Given task A: In the Singapore data cleaning notebook, which three measurements does the weather data include?
Given task B: Write the next part of the Singapore data cleaning notebook, starting right after its last line.

Text section:
-- BEGIN --

# Singapore Data Cleaning and Processing (2015-2024)

This notebook cleans and processes raw Singapore data:
- **Pollutants data** (PM10, PM2.5, CO, NO2, SO2, O3, AQI)
- **Weather data** (Temperature, Humidity, Wind Speed)
- **Air Temperature data** (Daily temperature readings)

Cleaned data will be saved to: `data/singapore/clean/`

In [24]:
# Import necessary libraries
import pandas as pd
import numpy as np
import os
from pathlib import Path

print("✅ Libraries imported successfully")

✅ Libraries imported successfully


## Step 1: Setup Paths and Verify Data

In [25]:
# Define base paths
base_path = Path("/Users/sharin/Downloads/COS30049/Assignment/Assignment_2/COS30049-Computing-Technology-Innovation-Project-by-YSA")
data_path = base_path / "data" / "singapore"
raw_path = data_path / "raw"
clean_path = data_path / "clean"

# Create clean directory if it doesn't exist
os.makedirs(clean_path, exist_ok=True)

# Verify raw data directories exist
subdirs = ['pollutants', 'weather', 'air_temperature']
for subdir in subdirs:
    path = raw_path / subdir
    if path.exists():
        files = list(path.glob('*.csv'))
        print(f"✅ {subdir}: {len(files)} files found")

-- END --

Given records:
-- BEGIN --

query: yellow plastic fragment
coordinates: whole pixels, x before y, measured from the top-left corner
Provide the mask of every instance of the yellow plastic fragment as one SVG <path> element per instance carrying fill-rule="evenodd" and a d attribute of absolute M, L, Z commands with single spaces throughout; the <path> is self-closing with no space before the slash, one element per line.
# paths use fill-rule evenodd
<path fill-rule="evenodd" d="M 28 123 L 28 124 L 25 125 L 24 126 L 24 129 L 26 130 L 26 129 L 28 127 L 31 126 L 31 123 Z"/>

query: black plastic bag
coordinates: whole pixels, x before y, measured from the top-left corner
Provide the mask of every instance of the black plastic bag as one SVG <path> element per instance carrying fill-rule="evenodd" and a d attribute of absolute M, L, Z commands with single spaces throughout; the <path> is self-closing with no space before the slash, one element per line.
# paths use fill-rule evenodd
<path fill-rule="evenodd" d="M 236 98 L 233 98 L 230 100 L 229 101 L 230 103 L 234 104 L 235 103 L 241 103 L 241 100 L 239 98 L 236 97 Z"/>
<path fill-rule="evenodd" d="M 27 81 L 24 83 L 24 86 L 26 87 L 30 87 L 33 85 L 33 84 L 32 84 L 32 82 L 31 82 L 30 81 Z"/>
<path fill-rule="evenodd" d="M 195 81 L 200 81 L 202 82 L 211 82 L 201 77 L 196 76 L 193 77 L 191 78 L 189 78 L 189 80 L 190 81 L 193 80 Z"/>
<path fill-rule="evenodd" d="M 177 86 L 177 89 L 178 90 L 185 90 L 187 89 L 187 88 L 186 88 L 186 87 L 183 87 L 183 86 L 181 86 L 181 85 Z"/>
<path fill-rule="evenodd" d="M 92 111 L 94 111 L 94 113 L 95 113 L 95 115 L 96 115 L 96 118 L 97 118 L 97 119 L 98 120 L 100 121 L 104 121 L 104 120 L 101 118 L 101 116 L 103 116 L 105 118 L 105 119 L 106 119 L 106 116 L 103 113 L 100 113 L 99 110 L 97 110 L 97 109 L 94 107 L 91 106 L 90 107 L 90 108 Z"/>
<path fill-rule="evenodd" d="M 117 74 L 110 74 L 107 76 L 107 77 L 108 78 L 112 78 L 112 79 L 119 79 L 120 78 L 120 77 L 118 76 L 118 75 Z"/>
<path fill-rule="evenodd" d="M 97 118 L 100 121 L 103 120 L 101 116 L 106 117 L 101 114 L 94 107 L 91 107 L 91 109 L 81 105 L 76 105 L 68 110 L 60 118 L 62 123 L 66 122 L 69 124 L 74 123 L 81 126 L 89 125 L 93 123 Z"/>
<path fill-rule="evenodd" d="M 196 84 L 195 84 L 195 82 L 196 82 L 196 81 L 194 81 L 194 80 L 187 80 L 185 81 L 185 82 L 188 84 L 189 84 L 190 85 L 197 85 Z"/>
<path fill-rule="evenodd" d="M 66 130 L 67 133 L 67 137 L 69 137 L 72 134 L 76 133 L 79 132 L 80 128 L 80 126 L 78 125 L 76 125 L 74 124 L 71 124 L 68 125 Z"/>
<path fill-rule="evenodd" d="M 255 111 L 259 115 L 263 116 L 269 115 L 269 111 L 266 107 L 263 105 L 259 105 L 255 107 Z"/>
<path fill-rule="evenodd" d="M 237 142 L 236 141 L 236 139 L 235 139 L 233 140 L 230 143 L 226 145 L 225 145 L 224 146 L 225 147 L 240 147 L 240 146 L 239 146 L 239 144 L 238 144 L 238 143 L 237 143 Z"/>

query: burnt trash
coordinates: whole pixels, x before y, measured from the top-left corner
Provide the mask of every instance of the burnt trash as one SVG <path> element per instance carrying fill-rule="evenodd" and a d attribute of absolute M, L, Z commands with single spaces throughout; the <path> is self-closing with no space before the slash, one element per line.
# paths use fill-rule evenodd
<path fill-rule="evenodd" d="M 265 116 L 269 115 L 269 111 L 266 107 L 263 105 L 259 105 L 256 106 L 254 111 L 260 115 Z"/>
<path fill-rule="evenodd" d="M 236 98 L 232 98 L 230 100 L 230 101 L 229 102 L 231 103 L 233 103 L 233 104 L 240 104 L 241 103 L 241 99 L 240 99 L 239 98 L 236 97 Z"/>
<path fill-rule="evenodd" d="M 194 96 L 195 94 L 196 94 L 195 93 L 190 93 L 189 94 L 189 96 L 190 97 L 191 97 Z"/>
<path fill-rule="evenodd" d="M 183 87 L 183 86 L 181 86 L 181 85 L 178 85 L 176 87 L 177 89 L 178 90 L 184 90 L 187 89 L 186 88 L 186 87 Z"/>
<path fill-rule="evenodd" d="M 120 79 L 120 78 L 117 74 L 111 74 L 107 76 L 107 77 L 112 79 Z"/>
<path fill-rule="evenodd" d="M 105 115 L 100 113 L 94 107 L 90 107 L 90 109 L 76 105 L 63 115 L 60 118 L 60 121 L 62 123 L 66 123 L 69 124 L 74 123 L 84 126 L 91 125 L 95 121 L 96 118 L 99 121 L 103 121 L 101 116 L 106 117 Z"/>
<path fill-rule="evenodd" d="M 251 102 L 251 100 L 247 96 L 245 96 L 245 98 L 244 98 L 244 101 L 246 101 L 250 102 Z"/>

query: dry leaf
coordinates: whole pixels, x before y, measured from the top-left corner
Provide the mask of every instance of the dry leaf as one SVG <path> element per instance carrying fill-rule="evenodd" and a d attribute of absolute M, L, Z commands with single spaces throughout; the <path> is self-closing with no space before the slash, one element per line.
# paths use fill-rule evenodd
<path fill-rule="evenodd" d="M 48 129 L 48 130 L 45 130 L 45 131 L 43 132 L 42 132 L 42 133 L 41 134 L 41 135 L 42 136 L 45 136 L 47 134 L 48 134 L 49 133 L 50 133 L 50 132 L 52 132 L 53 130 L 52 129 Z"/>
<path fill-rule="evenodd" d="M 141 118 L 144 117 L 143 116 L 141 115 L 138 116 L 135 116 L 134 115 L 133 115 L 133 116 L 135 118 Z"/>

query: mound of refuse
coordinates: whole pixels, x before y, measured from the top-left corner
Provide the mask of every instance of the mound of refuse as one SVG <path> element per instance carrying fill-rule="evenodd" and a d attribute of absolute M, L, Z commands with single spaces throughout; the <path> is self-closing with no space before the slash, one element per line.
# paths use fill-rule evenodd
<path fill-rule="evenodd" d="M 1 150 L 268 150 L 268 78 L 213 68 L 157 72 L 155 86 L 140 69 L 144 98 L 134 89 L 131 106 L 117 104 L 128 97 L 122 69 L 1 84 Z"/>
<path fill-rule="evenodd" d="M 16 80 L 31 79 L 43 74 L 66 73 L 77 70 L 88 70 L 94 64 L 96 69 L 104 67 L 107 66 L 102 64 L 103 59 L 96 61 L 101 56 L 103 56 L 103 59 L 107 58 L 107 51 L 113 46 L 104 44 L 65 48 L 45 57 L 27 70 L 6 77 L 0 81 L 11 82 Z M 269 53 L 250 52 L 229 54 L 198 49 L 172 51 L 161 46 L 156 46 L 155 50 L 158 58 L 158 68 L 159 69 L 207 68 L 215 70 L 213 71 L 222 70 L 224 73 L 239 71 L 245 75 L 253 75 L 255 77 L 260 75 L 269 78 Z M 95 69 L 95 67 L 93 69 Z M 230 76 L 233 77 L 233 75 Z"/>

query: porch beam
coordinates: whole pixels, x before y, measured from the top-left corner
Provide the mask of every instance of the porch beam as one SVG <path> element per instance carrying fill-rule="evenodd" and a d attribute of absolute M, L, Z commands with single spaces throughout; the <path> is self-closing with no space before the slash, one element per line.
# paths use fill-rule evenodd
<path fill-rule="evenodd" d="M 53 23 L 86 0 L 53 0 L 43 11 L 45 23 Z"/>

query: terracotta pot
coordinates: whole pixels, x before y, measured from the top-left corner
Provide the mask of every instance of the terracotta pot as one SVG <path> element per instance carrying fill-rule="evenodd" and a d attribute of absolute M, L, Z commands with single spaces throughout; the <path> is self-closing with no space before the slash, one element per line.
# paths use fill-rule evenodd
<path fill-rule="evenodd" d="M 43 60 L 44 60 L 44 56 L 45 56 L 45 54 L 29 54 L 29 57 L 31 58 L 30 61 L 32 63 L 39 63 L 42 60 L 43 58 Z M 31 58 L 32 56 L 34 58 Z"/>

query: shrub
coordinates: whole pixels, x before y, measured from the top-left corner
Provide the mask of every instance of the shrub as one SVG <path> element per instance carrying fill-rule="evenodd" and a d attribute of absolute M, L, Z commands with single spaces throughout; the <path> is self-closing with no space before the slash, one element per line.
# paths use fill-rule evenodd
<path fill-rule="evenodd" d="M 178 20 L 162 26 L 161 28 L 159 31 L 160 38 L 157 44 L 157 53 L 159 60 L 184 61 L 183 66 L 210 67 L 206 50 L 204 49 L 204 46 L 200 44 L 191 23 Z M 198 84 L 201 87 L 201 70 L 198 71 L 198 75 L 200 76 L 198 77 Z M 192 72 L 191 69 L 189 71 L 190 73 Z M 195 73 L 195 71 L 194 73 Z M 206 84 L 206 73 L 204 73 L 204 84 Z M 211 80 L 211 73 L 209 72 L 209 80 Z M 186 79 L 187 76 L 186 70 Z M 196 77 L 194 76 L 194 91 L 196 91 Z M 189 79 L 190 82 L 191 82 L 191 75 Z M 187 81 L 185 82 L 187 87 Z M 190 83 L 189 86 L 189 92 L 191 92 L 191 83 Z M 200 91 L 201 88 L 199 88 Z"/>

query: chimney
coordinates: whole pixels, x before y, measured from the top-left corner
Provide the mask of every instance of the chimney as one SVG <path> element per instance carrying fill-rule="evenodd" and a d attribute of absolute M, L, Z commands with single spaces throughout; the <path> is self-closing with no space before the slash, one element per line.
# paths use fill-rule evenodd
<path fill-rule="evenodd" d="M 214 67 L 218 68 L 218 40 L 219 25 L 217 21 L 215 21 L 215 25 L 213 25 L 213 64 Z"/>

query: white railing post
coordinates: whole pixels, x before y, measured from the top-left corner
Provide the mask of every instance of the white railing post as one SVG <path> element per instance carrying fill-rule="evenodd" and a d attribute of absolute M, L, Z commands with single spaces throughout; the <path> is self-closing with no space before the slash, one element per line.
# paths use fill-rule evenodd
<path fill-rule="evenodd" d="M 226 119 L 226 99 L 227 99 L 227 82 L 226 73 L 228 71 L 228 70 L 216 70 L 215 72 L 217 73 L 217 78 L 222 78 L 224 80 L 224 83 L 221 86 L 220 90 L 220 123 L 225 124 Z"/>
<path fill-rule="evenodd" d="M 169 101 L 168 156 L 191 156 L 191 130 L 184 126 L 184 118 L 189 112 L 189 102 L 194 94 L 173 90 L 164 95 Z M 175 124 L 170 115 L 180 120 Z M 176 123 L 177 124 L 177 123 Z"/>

-- END --

Task response A: Temperature, humidity, and wind speed.

Task response B:
    else:
        print(f"❌ {subdir}: Directory not found!")

print(f"\n📁 Clean data will be saved to: {clean_path}")

✅ pollutants: 10 files found
✅ weather: 10 files found
✅ air_temperature: 10 files found

📁 Clean data will be saved to: /Users/sharin/Downloads/COS30049/Assignment/Assignment_2/COS30049-Computing-Technology-Innovation-Project-by-YSA/data/singapore/clean


## Step 2: Clean Pollutants Data (2015-2024)

In [26]:
def process_pollutants_data(years):
    """
    Process pollutants data for given years.
    Aggregates hourly data to daily averages and handles missing values.
    """
    all_data = []
    
    for year in years:
        file_path = raw_path / 'pollutants' / f'pollutants_{year}.csv'
        
        if not file_path.exists():
            print(f"⚠️  Skipping {year}: File not found")
            continue
        
        print(f"Processing pollutants data for {year}...")
        
        # Read data in chunks to handle large files
        chunks = []
        for chunk in pd.read_csv(file_path, chunksize=10000):
            # Convert date column to datetime
            chunk['date'] = pd.to_datetime(chunk['date'])
            
            # Check if this is 2015 format (Open-Meteo) or 2016+ format (Singapore API)
            if 'pm10' in chunk.columns:
                # 2015 format - already has correct column names
                daily_chunk = chunk.groupby('date').agg({
                    'pm10': 'mean',
                    'pm2_5': 'mean',
                    'carbon_monoxide': 'mean',
                    'nitrogen_dioxide': 'mean',
                    'sulphur_dioxide': 'mean',
                    'ozone': 'mean',
                    'aqi': 'mean'
                }).reset_index()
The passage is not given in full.